▶ **SUPPLIED DATA**:
--------------------------------------------------
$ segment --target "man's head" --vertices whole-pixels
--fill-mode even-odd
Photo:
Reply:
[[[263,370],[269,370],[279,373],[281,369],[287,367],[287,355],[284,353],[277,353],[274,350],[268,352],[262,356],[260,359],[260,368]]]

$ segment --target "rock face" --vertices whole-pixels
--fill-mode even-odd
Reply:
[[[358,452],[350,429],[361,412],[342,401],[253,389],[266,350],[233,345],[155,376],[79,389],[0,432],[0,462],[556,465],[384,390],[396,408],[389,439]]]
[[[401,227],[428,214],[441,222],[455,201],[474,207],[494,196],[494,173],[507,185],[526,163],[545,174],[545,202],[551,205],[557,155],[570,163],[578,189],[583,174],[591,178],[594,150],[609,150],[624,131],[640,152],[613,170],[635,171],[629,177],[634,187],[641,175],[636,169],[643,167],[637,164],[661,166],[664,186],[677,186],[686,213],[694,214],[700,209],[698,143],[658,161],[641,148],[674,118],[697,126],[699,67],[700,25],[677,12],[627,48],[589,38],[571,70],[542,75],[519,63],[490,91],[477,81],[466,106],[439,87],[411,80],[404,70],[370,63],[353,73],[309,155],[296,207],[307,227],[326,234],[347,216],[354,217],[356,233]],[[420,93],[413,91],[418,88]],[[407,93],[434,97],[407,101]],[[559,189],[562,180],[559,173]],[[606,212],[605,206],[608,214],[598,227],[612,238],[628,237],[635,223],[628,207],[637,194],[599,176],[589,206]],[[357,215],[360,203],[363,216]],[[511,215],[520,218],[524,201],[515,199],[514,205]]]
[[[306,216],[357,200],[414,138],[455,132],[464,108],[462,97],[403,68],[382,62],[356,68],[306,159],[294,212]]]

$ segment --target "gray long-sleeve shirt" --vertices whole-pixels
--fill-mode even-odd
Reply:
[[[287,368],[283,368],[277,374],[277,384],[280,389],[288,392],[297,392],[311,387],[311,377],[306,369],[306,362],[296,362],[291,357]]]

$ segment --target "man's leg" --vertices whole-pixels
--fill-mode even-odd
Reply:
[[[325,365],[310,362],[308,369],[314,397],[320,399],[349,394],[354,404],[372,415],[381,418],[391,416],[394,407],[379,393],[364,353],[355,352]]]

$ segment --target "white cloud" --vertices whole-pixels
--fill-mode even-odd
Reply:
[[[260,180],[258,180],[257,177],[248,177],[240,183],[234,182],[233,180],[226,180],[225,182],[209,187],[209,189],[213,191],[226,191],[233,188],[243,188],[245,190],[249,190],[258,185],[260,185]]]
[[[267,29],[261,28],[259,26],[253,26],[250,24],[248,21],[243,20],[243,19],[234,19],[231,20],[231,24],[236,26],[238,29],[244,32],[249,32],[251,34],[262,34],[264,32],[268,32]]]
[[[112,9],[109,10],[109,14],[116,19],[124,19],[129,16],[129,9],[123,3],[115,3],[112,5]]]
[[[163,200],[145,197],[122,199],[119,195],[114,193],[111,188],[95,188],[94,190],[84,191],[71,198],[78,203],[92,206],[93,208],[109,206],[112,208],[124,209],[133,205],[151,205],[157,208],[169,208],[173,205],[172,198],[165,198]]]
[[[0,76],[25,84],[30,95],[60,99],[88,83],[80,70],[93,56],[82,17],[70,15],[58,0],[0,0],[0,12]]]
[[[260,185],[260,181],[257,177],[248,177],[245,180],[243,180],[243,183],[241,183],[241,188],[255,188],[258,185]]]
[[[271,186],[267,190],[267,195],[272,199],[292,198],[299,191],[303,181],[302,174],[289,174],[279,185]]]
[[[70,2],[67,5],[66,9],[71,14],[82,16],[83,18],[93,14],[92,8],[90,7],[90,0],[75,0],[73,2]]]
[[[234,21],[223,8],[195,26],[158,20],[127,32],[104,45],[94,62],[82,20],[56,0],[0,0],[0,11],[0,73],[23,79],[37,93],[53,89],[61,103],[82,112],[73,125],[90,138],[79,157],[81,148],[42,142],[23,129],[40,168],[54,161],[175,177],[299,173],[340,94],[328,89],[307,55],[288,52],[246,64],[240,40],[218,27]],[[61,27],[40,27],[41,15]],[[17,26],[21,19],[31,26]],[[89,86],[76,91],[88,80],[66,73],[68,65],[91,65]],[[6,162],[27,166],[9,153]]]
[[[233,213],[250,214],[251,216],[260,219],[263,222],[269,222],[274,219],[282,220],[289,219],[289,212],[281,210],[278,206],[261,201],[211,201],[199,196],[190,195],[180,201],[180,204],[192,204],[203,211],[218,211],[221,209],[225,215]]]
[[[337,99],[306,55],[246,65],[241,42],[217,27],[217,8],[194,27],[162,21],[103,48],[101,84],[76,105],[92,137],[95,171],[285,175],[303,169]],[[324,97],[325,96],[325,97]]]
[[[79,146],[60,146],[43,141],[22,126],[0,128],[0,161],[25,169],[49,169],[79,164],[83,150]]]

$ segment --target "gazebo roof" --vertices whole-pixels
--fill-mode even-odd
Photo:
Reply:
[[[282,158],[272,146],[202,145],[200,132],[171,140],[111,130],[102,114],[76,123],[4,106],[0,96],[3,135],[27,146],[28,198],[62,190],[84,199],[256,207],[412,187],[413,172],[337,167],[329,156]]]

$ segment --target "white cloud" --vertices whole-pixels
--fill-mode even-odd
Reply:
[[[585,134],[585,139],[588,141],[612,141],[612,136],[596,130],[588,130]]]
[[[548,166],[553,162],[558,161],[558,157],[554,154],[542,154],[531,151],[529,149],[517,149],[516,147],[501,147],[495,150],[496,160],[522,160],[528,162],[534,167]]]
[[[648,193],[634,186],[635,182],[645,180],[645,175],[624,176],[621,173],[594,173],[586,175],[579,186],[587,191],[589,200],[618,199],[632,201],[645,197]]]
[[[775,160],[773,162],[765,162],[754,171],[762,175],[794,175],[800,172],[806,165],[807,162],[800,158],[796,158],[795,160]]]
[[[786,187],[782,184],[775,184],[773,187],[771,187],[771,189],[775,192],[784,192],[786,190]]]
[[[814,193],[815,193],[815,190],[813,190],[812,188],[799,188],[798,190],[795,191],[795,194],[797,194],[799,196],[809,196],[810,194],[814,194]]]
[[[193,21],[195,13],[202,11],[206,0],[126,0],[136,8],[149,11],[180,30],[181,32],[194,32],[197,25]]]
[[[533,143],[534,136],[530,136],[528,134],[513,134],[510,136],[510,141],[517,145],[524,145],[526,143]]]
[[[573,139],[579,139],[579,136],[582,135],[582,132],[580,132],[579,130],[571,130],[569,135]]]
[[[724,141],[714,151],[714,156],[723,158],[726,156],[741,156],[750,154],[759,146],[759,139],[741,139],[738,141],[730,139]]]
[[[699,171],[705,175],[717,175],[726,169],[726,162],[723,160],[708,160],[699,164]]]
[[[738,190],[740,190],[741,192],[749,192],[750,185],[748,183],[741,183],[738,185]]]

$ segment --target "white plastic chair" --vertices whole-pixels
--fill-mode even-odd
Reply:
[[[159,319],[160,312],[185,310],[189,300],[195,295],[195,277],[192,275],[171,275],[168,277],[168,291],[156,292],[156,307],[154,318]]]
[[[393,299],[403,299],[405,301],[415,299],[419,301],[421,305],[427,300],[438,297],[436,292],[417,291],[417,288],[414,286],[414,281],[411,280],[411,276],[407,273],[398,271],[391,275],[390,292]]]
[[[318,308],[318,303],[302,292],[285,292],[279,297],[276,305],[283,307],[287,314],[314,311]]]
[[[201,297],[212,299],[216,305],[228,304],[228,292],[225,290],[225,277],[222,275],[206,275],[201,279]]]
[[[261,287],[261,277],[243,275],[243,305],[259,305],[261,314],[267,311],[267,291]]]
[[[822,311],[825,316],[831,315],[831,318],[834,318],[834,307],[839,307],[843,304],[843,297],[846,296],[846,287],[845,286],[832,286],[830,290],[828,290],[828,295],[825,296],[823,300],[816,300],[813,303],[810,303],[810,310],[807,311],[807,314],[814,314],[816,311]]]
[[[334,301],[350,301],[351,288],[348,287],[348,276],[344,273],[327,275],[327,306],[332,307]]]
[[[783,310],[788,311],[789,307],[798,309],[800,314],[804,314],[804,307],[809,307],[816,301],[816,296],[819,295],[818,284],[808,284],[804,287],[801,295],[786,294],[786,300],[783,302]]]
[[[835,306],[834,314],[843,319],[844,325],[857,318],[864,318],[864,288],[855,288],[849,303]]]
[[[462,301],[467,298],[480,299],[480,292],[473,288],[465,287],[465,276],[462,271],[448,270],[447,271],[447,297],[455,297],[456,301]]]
--------------------------------------------------
▶ **TASK OBJECTIVE**:
Please find each line in the records above that holds the word "segment", and copy it.

▶ **RESPONSE BELOW**:
$ segment --target "man's head" --vertices whole-pixels
$ segment --target "rock face" --vertices whole-pixels
$ segment --target "gray long-sleeve shirt" --vertices whole-pixels
$ segment --target "man's leg" --vertices whole-pixels
$ segment --target "white cloud" --vertices whole-pixels
$ segment --target "gazebo roof" --vertices whole-pixels
$ segment --target "white cloud" --vertices whole-pixels
$ segment --target "white plastic chair" --vertices whole-pixels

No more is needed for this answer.